__STATED GOAL__
In the rows below, rewrite the lines from the line with "--target crowd of runners" to the line with "Give the mask of every instance of the crowd", both included, as a JSON list of strings with one string per line and blank lines omitted.

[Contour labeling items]
-=-=-=-=-

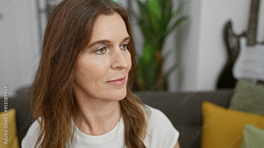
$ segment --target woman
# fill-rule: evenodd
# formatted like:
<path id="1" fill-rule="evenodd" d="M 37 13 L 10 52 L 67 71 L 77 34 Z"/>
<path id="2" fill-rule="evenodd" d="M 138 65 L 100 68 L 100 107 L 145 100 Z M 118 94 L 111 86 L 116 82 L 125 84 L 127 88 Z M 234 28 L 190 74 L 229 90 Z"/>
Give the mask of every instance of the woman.
<path id="1" fill-rule="evenodd" d="M 36 120 L 22 148 L 180 147 L 167 117 L 131 91 L 135 47 L 118 3 L 63 1 L 50 17 L 43 47 L 29 99 Z"/>

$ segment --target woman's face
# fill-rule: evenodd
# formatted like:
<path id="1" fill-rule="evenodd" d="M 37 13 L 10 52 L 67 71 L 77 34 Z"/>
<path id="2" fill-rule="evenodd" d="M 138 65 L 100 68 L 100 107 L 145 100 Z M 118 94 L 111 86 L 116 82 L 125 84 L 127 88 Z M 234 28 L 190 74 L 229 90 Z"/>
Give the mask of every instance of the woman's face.
<path id="1" fill-rule="evenodd" d="M 126 45 L 129 36 L 125 22 L 116 13 L 101 15 L 95 22 L 93 32 L 91 40 L 77 62 L 75 80 L 79 86 L 74 84 L 74 94 L 91 99 L 95 103 L 100 100 L 122 100 L 126 95 L 131 65 Z M 125 76 L 122 83 L 107 82 Z"/>

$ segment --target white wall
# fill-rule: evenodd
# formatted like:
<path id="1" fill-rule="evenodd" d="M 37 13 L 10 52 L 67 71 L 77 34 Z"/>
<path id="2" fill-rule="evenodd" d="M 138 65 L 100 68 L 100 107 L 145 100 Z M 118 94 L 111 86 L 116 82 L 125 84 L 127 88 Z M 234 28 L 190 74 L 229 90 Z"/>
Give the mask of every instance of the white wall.
<path id="1" fill-rule="evenodd" d="M 2 88 L 0 95 L 2 96 L 4 94 L 4 86 L 8 86 L 8 96 L 11 96 L 19 88 L 28 86 L 33 80 L 30 72 L 34 72 L 39 54 L 37 38 L 38 30 L 36 29 L 33 30 L 30 27 L 38 21 L 35 1 L 0 1 L 2 15 L 0 18 L 0 61 L 2 62 L 0 62 L 0 87 Z M 7 4 L 11 6 L 8 10 Z M 18 38 L 22 38 L 23 40 L 22 34 L 26 34 L 27 32 L 29 35 L 25 35 L 26 38 L 16 48 L 14 43 L 18 43 Z"/>

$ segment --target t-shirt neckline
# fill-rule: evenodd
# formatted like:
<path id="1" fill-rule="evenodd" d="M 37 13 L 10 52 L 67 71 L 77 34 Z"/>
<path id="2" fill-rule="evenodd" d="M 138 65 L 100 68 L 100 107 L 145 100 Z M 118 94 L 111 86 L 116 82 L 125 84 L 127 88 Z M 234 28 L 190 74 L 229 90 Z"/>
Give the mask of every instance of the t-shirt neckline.
<path id="1" fill-rule="evenodd" d="M 74 122 L 72 119 L 74 127 L 75 125 Z M 113 125 L 113 126 L 114 125 Z M 107 132 L 100 135 L 91 135 L 83 132 L 76 126 L 74 134 L 79 138 L 86 142 L 91 144 L 97 144 L 105 142 L 116 137 L 117 135 L 124 131 L 124 126 L 122 116 L 118 122 L 114 127 Z"/>

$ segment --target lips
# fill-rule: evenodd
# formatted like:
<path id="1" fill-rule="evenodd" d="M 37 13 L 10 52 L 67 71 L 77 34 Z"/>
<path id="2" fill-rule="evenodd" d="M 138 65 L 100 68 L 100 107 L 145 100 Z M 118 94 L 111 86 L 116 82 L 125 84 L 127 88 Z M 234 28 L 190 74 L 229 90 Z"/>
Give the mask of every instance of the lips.
<path id="1" fill-rule="evenodd" d="M 123 79 L 124 79 L 125 78 L 126 76 L 125 76 L 123 77 L 123 78 L 120 78 L 119 79 L 116 79 L 115 80 L 112 80 L 112 81 L 107 81 L 107 82 L 112 82 L 112 81 L 120 81 L 120 80 L 123 80 Z"/>
<path id="2" fill-rule="evenodd" d="M 106 83 L 114 85 L 122 85 L 126 83 L 126 76 L 121 78 L 116 79 L 111 81 L 107 81 Z"/>

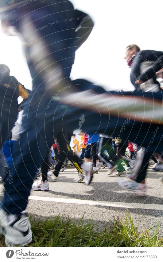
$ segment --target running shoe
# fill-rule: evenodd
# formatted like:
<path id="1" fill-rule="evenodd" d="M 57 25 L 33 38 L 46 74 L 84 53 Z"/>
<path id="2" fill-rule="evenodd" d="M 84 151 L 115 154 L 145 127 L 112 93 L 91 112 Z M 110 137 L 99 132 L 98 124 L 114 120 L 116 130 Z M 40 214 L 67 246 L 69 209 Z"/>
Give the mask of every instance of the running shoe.
<path id="1" fill-rule="evenodd" d="M 118 178 L 118 181 L 119 185 L 125 190 L 133 191 L 136 195 L 141 197 L 146 195 L 146 186 L 145 184 L 138 183 L 126 177 Z"/>
<path id="2" fill-rule="evenodd" d="M 116 172 L 116 173 L 114 173 L 113 175 L 114 177 L 119 177 L 120 176 L 122 176 L 122 175 L 124 175 L 126 174 L 126 170 L 122 171 L 121 172 Z"/>
<path id="3" fill-rule="evenodd" d="M 104 168 L 105 168 L 105 167 L 106 167 L 106 164 L 104 164 L 103 165 L 103 167 L 102 168 L 102 169 L 103 169 Z"/>
<path id="4" fill-rule="evenodd" d="M 85 177 L 84 176 L 81 176 L 79 178 L 79 179 L 78 181 L 78 183 L 80 183 L 80 182 L 82 182 L 84 179 Z"/>
<path id="5" fill-rule="evenodd" d="M 99 172 L 97 170 L 96 170 L 95 171 L 94 170 L 93 171 L 93 172 L 94 174 L 98 174 Z"/>
<path id="6" fill-rule="evenodd" d="M 163 171 L 163 164 L 162 163 L 159 163 L 156 167 L 152 169 L 154 171 Z"/>
<path id="7" fill-rule="evenodd" d="M 57 179 L 57 177 L 56 177 L 54 174 L 53 172 L 51 171 L 49 171 L 48 172 L 48 178 L 50 179 L 52 179 L 52 180 L 55 181 Z"/>
<path id="8" fill-rule="evenodd" d="M 65 167 L 64 167 L 63 168 L 61 168 L 60 170 L 60 172 L 63 172 L 63 171 L 64 171 L 64 170 L 66 170 L 66 168 L 65 168 Z"/>
<path id="9" fill-rule="evenodd" d="M 41 179 L 38 182 L 35 182 L 32 186 L 32 189 L 35 191 L 41 190 L 41 191 L 46 191 L 49 190 L 49 183 L 47 180 L 43 182 Z"/>
<path id="10" fill-rule="evenodd" d="M 6 247 L 25 247 L 32 241 L 31 224 L 26 211 L 16 215 L 0 210 L 0 232 Z"/>
<path id="11" fill-rule="evenodd" d="M 87 185 L 89 185 L 92 181 L 93 177 L 92 171 L 92 163 L 91 162 L 83 163 L 81 166 L 83 175 L 86 177 L 85 183 Z"/>
<path id="12" fill-rule="evenodd" d="M 132 168 L 131 166 L 129 167 L 126 167 L 126 171 L 131 171 L 132 170 Z"/>
<path id="13" fill-rule="evenodd" d="M 159 164 L 159 163 L 158 163 L 158 162 L 157 163 L 155 163 L 154 165 L 153 166 L 153 168 L 154 168 L 154 167 L 156 167 Z"/>
<path id="14" fill-rule="evenodd" d="M 117 165 L 115 165 L 114 166 L 112 167 L 111 168 L 109 169 L 109 171 L 107 172 L 107 175 L 111 175 L 111 173 L 113 172 L 113 171 L 115 170 L 115 169 L 116 169 L 117 168 Z"/>

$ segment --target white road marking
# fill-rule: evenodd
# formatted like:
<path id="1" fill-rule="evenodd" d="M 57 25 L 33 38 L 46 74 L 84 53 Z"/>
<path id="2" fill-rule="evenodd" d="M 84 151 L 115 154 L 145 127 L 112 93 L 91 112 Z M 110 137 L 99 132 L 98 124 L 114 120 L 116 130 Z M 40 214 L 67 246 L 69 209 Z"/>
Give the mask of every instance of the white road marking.
<path id="1" fill-rule="evenodd" d="M 3 194 L 0 193 L 0 196 L 3 196 Z M 33 196 L 29 196 L 28 199 L 29 200 L 56 202 L 58 203 L 65 203 L 68 204 L 89 205 L 91 206 L 111 206 L 113 207 L 122 207 L 125 208 L 136 208 L 140 209 L 163 210 L 163 206 L 162 205 L 151 204 L 105 202 L 100 201 L 95 201 L 92 200 L 85 200 L 82 199 L 60 198 L 48 198 L 44 197 Z"/>

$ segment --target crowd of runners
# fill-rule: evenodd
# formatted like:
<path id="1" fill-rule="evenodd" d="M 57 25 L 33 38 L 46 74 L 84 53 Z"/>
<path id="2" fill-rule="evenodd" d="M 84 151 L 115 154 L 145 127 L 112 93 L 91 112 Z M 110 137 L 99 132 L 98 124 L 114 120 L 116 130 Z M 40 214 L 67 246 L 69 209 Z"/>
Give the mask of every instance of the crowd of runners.
<path id="1" fill-rule="evenodd" d="M 32 241 L 25 211 L 31 188 L 48 190 L 48 179 L 56 180 L 65 170 L 66 158 L 77 169 L 78 182 L 85 179 L 90 185 L 94 174 L 107 167 L 108 174 L 126 176 L 118 180 L 122 188 L 140 196 L 146 195 L 149 161 L 154 170 L 163 170 L 162 93 L 157 81 L 163 52 L 141 50 L 135 44 L 126 47 L 132 92 L 109 92 L 85 79 L 72 81 L 75 52 L 91 33 L 92 19 L 69 1 L 25 2 L 0 1 L 4 32 L 18 35 L 29 45 L 24 50 L 33 84 L 30 91 L 10 75 L 7 66 L 0 65 L 0 174 L 5 187 L 0 230 L 10 246 Z M 45 26 L 54 21 L 64 22 Z M 74 131 L 81 125 L 79 142 Z M 41 179 L 33 183 L 38 173 Z"/>

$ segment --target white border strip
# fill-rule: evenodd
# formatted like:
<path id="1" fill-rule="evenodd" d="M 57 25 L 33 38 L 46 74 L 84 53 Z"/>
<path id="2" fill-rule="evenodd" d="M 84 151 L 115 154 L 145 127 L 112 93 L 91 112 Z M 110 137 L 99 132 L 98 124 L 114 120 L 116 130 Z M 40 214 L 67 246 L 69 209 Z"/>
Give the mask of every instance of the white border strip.
<path id="1" fill-rule="evenodd" d="M 3 194 L 0 193 L 0 196 Z M 152 209 L 154 210 L 163 210 L 163 206 L 152 204 L 141 204 L 136 203 L 125 203 L 116 202 L 105 202 L 85 200 L 72 198 L 57 198 L 45 197 L 30 196 L 29 200 L 65 203 L 67 204 L 75 204 L 79 205 L 89 205 L 91 206 L 110 206 L 113 207 L 121 207 L 125 208 L 137 208 L 140 209 Z"/>

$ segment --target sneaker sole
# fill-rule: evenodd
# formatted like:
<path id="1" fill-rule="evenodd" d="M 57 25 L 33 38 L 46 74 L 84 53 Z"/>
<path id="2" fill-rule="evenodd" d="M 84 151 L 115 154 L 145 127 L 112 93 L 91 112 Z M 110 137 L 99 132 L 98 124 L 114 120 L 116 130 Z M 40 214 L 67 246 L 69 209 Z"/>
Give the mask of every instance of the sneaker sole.
<path id="1" fill-rule="evenodd" d="M 32 241 L 32 233 L 31 231 L 26 236 L 18 238 L 13 241 L 9 237 L 5 237 L 5 243 L 6 247 L 26 247 L 31 243 Z"/>
<path id="2" fill-rule="evenodd" d="M 48 190 L 49 190 L 49 188 L 47 189 L 45 189 L 45 188 L 37 188 L 35 189 L 32 188 L 32 189 L 34 191 L 38 191 L 39 190 L 40 190 L 41 191 L 47 191 Z"/>
<path id="3" fill-rule="evenodd" d="M 82 181 L 83 181 L 83 180 L 84 180 L 84 177 L 83 178 L 83 179 L 82 179 L 81 180 L 80 180 L 80 181 L 78 181 L 78 183 L 80 183 L 81 182 L 82 182 Z"/>
<path id="4" fill-rule="evenodd" d="M 138 190 L 134 192 L 135 194 L 139 197 L 145 197 L 146 195 L 145 192 L 140 192 Z"/>
<path id="5" fill-rule="evenodd" d="M 85 184 L 87 185 L 89 185 L 93 179 L 93 173 L 92 171 L 91 173 L 91 176 L 89 177 L 90 177 L 90 180 L 88 182 L 87 181 L 85 182 Z"/>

-=-=-=-=-

__RESULT OF THE TASK__
[
  "$ segment --target crowd of runners",
  "# fill-rule: evenodd",
  "# formatted like:",
  "<path id=\"1\" fill-rule=\"evenodd\" d=\"M 57 25 L 33 38 L 46 74 L 84 53 Z\"/>",
  "<path id=\"2\" fill-rule=\"evenodd\" d=\"M 84 151 L 115 154 L 145 127 L 112 93 L 91 112 Z M 110 137 L 99 132 L 98 124 L 114 120 L 116 130 Z M 40 214 L 67 246 L 69 209 Z\"/>",
  "Give the mask of every instance of the crowd of runners."
]